But do not worry about marriage with your mother;

No end of males have dreamed of sleeping with theirs.

—S
OPHOCLES
, Oedipus the King

 

Do all little boys want to kill their father and sleep with their mother?

 

The oracle plays a central role in a myth that was made a household name by Sigmund Freud. An “Oedipal complex” is—in Freud’s view—a boy’s desire to compete with his father and sleep with his mother. But what is the myth behind the psychology?

Oedipus was born the son of Laius, king of Thebes, and his wife, Jocasta. An oracle said Laius would die at the hands of his own son—a story with echoes back to the beginnings of Greek mythic Creation—who would then marry his mother. To protect himself, Laius places the three-year-old Oedipus on a mountainside to die. The boy is discovered while still alive by a shepherd who gives him to Polybus, the childless king of Corinth, and his wife, Merope. The couple rear Oedipus as their own, and he grows up unaware of his mysterious past. But when he goes to Delphi and hears the same grim prophecy that had troubled Laius, Oedipus leaves home, believing that he is sparing his true father and mother from harm.

- _Given material_:
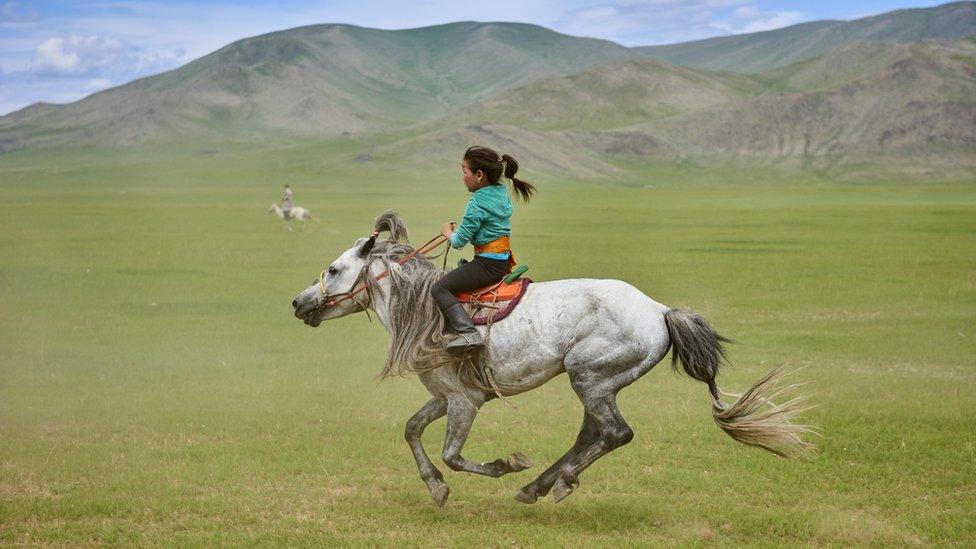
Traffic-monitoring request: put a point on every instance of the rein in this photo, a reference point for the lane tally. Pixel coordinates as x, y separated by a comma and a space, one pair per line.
334, 299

- _Exercise prompt_: Decide whether each statement below agrees with the passage on the Oedipus myth, answering yes or no and quoting the words of the text that settle it. 1. A shepherd hands the boy over to the king and queen of Corinth. 2. Oedipus grows up knowing the truth about his birth. 3. Oedipus leaves home after hearing the prophecy at Delphi.

- _Exercise answer_:
1. Yes: "The boy is discovered while still alive by a shepherd who gives him to Polybus, the childless king of Corinth, and his wife, Merope."
2. No: "he grows up unaware of his mysterious past."
3. Yes: "But when he goes to Delphi and hears the same grim prophecy that had troubled Laius, Oedipus leaves home"